### [Assignment]
Report back every line in the data that includes the string "cabinet".

···

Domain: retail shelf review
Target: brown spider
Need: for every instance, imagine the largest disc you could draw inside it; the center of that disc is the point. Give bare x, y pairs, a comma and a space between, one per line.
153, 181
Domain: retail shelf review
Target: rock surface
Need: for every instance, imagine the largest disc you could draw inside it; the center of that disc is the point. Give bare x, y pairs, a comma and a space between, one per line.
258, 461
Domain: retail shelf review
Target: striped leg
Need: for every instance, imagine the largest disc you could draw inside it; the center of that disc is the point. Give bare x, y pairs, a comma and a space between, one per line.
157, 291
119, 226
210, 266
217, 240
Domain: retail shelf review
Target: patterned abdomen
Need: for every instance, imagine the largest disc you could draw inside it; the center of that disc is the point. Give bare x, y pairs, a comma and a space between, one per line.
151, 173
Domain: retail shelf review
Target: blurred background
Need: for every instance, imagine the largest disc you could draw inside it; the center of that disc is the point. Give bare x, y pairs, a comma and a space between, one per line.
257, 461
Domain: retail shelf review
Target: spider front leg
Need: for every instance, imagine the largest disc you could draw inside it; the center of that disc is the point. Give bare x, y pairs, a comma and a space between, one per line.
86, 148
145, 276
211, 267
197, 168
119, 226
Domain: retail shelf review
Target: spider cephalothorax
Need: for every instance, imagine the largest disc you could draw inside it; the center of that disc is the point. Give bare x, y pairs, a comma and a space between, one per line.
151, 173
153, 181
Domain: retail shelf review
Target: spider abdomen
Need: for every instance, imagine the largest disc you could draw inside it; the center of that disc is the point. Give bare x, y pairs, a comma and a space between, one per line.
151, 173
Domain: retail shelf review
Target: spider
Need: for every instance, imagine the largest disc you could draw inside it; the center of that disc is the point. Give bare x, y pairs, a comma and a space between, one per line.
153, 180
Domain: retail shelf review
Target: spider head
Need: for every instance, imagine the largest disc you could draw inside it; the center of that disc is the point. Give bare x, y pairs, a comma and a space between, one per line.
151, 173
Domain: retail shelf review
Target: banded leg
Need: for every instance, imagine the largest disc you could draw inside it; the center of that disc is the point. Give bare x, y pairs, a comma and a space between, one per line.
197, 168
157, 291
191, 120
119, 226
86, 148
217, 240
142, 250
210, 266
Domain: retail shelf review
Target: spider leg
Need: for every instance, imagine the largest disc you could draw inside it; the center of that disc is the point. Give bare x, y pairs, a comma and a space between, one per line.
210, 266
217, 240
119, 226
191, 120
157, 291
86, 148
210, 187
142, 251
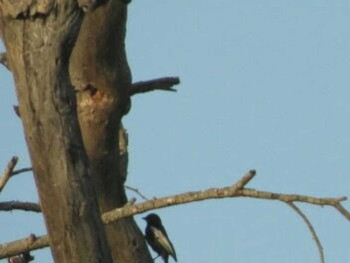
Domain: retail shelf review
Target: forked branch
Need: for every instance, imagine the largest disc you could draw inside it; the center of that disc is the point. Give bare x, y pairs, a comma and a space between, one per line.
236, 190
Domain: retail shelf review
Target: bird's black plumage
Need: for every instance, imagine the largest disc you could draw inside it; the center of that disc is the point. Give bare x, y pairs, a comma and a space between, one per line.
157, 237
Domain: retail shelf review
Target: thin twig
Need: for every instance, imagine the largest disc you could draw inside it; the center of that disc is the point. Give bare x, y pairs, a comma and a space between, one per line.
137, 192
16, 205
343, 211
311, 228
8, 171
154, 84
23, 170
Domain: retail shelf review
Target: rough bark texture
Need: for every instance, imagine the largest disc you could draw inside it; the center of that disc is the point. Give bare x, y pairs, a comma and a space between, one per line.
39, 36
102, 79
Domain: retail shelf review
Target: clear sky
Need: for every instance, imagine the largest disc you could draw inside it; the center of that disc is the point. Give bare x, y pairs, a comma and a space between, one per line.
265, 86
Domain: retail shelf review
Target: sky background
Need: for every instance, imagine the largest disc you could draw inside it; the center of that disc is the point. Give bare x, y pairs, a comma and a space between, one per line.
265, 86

···

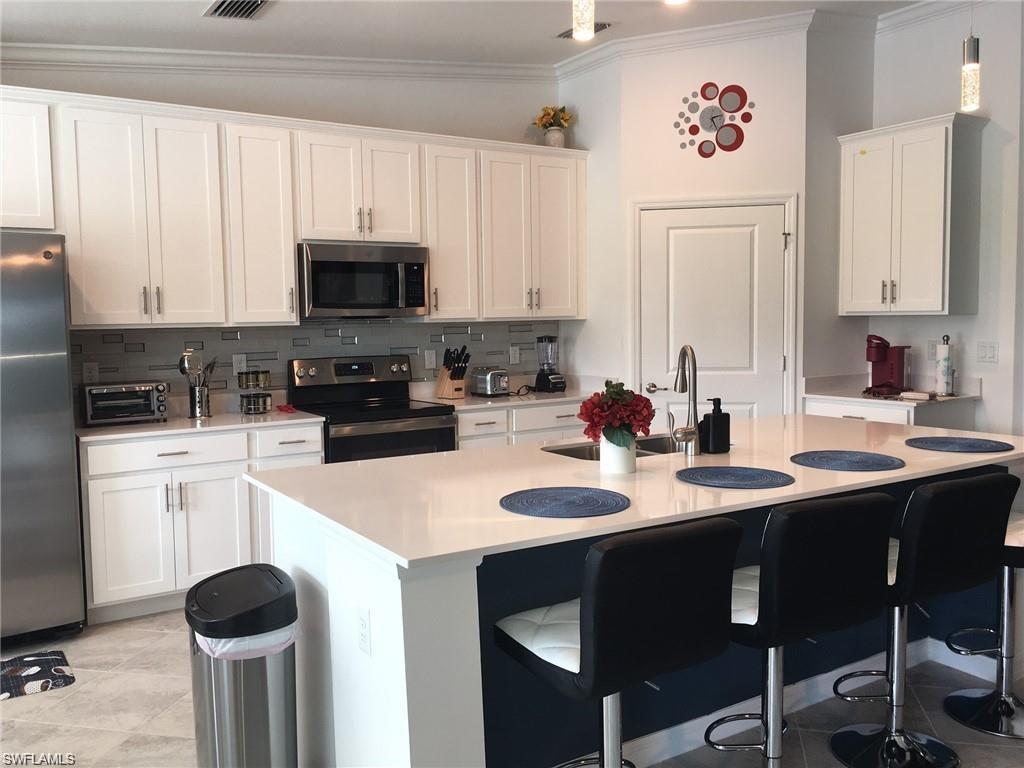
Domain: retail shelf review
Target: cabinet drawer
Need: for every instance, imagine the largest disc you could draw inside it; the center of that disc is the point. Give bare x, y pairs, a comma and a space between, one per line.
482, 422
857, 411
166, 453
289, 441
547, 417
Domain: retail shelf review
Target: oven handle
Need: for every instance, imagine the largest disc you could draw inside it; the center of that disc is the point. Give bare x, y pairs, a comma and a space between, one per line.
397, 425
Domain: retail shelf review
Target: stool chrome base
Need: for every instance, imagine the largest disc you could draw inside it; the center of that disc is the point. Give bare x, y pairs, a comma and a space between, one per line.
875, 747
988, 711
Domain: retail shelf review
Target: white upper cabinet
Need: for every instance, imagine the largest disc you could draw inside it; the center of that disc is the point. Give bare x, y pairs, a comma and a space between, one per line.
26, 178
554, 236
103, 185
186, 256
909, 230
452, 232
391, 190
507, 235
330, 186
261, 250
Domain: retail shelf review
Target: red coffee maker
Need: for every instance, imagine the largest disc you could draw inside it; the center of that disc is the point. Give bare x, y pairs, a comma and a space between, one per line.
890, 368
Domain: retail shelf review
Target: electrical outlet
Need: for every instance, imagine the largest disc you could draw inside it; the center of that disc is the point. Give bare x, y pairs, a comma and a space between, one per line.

···

### [Response]
Target: cabinet drawer
Target: white upper cabinet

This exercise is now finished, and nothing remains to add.